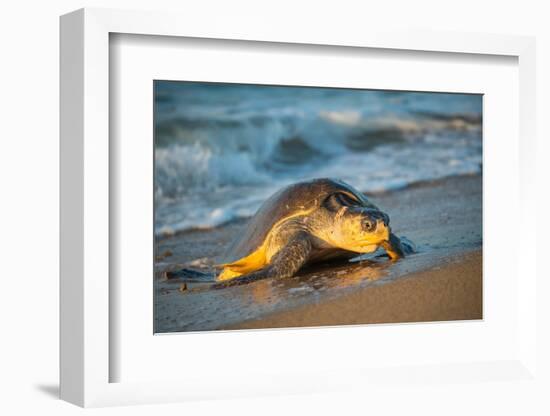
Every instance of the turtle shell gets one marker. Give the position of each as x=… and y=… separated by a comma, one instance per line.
x=299, y=197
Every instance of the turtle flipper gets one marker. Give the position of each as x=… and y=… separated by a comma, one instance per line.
x=398, y=247
x=283, y=264
x=190, y=275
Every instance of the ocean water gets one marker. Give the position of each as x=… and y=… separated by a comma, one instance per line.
x=221, y=149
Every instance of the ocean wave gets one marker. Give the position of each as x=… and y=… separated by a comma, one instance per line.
x=220, y=152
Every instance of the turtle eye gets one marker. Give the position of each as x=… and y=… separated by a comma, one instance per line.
x=336, y=201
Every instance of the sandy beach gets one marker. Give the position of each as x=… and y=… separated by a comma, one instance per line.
x=443, y=281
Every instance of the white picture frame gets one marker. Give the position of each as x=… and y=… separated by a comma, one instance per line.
x=85, y=345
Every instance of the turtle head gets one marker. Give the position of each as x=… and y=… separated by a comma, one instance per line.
x=355, y=226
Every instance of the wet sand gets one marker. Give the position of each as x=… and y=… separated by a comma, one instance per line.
x=443, y=281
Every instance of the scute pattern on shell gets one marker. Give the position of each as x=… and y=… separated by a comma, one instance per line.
x=302, y=196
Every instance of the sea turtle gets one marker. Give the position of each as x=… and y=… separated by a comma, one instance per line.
x=303, y=223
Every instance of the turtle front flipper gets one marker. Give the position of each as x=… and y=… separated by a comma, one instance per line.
x=283, y=264
x=398, y=247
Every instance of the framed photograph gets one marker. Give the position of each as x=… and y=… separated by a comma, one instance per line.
x=227, y=197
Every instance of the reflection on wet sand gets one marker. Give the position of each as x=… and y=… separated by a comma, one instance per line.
x=201, y=308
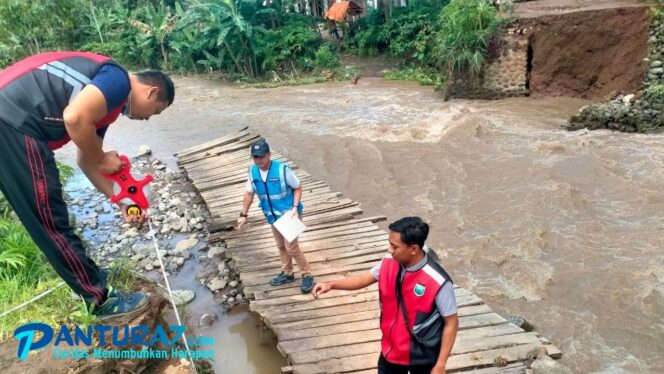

# # #

Please retype everything from the line containing "Every instance of the scute" down to the end of the records, keeping every line unchanged. Leave the pictures out of your answer.

> Finished exercise
Every instance of the scute pattern on shell gets one marker. Give the position of each as x=… and y=… separated by a comma, one instance per line.
x=302, y=196
Every instance of the sea turtle gets one marker. Give the position of each as x=… and y=… separated by a comma, one instance per line.
x=303, y=223
Every instance of the turtle front flipper gets one marker. Give the position of each as x=… and y=… separated by a comma, one instance per line.
x=283, y=264
x=398, y=247
Every instance of the framed photograph gets one marker. Give the position of each as x=… and y=… separated by a comma, one instance per line.
x=227, y=197
Every instance of the reflection on wet sand gets one marker. Give the position of each as x=… and y=… separated by a comma, one instance per line.
x=201, y=308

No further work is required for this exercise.